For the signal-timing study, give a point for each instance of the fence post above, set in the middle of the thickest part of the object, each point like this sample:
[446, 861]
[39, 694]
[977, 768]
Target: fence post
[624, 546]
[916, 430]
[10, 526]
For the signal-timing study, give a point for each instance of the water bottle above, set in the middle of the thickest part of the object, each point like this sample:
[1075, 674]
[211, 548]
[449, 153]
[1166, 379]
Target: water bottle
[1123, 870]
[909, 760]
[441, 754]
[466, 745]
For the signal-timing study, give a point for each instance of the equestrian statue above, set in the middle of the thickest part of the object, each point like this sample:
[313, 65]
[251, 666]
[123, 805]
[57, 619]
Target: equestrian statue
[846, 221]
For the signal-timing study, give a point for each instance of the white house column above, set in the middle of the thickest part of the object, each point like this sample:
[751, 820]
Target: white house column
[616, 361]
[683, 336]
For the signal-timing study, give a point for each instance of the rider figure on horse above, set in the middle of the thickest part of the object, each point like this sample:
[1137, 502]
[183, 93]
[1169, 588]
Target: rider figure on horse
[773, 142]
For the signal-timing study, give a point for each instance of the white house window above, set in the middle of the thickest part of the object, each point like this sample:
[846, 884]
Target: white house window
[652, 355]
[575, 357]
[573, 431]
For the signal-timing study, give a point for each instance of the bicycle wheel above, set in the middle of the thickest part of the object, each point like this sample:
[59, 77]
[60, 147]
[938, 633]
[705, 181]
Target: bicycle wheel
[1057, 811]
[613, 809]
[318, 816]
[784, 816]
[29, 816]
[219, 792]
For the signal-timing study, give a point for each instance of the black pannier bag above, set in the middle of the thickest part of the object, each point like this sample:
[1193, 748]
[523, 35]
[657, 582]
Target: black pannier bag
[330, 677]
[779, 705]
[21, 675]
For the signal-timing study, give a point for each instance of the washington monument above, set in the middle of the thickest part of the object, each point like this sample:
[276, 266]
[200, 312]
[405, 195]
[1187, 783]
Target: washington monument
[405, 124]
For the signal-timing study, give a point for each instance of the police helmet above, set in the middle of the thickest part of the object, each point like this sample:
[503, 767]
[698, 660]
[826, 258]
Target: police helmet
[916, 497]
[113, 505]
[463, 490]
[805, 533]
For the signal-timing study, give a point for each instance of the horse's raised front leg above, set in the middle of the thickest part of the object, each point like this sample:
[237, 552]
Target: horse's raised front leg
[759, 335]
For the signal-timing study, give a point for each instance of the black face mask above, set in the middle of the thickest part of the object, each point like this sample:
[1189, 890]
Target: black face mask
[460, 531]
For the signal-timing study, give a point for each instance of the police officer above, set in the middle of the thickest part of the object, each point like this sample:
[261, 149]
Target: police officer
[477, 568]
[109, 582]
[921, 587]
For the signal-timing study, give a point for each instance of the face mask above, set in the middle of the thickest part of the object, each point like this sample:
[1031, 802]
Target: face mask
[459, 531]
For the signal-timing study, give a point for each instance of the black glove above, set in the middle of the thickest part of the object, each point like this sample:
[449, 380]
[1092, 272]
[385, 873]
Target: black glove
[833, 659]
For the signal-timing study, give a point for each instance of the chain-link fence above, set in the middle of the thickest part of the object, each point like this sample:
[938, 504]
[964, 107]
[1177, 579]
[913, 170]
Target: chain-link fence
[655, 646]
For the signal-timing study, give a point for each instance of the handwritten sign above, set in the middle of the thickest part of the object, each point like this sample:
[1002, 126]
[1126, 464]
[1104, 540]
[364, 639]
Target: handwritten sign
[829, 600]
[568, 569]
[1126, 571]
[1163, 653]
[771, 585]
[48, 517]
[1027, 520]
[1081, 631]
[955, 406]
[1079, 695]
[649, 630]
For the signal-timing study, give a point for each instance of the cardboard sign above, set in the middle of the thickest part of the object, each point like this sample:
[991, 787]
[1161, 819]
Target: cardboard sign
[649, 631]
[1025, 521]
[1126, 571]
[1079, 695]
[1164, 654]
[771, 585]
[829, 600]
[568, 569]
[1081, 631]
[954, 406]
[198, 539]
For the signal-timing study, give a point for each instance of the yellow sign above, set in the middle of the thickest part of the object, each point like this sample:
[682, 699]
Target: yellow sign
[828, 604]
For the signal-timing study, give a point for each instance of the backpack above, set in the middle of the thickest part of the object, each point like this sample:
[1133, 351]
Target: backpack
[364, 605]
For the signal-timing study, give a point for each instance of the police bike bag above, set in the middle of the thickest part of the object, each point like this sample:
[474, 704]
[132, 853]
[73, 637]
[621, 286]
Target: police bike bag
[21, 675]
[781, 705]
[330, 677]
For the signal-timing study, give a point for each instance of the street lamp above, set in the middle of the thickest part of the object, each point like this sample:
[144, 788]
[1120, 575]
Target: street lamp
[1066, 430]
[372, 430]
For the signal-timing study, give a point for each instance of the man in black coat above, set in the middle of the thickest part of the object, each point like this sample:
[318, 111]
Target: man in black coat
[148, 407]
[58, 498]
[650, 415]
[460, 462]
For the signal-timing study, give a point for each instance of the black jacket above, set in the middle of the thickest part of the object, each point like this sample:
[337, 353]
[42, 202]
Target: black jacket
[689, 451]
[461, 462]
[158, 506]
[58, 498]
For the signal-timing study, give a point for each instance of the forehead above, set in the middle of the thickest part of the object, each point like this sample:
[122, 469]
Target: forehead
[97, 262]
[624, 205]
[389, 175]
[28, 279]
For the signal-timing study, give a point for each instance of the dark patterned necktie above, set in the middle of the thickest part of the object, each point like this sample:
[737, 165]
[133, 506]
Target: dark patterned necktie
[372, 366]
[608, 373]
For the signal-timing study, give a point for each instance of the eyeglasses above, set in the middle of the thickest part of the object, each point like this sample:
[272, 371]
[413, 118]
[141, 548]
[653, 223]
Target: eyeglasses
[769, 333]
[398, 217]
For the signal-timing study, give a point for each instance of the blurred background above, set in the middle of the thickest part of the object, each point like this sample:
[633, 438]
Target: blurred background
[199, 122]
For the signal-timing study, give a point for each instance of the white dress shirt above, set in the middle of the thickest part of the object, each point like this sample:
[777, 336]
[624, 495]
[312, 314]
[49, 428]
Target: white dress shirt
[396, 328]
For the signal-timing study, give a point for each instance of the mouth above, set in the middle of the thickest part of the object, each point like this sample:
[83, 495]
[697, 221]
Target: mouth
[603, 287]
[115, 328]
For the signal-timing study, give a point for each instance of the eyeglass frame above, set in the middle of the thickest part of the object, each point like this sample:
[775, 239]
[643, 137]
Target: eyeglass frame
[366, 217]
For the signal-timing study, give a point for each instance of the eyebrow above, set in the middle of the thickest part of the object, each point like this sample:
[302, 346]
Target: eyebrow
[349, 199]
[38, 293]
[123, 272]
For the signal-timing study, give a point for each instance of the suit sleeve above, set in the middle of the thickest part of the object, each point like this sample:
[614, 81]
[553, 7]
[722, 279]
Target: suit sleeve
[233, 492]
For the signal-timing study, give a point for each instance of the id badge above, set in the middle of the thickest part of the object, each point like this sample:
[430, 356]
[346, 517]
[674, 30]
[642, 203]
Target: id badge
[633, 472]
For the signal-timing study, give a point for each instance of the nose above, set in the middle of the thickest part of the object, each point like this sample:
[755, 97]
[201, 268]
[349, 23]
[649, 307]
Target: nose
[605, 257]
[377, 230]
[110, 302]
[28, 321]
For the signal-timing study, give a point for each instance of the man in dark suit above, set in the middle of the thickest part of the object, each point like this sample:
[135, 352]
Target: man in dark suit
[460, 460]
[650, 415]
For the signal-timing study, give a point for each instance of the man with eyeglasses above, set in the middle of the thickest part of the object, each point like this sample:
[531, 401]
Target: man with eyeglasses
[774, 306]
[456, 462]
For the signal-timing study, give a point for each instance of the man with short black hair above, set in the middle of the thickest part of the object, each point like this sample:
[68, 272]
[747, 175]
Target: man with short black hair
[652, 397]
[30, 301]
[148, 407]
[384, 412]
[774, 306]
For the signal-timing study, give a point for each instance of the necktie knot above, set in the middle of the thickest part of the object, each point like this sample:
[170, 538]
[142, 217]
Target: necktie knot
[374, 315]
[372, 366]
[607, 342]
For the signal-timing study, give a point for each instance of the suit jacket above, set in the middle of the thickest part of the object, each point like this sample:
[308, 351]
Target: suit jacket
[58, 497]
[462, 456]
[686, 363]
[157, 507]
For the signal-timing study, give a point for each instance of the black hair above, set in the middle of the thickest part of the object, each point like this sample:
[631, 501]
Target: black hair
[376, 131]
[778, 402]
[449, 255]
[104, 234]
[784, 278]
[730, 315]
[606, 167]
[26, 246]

————————

* Task statement *
Copy out exactly the lines from the line with "the man with short" to the end of the listing, including both of those lines, and give nothing else.

* Task answer *
For the signal-timing study, give a point for each instance of the man with short black hair above, set in the middle of the thickest part of the object, each point like this sample:
[68, 272]
[747, 175]
Target: man with short black hair
[652, 397]
[30, 301]
[148, 407]
[384, 412]
[774, 306]
For the signal-timing study, give a point for each instance of the necktie knot above, set in the middle of the thickest part of the object, each point like this sample:
[170, 538]
[142, 217]
Target: necktie knot
[374, 315]
[372, 366]
[607, 342]
For the signal-timing study, give a point for each instance of the suit jacket above, set in the middle of the thickest part of the object, each point like this sample:
[308, 351]
Target: suit jacket
[58, 497]
[462, 456]
[686, 363]
[157, 507]
For the signal-timing study, give a point for each instance of the black hair above, set in the middle of the thickest part of the object, each point like this sample:
[631, 501]
Target: black hair
[376, 131]
[778, 402]
[449, 255]
[104, 234]
[784, 278]
[730, 315]
[606, 167]
[26, 246]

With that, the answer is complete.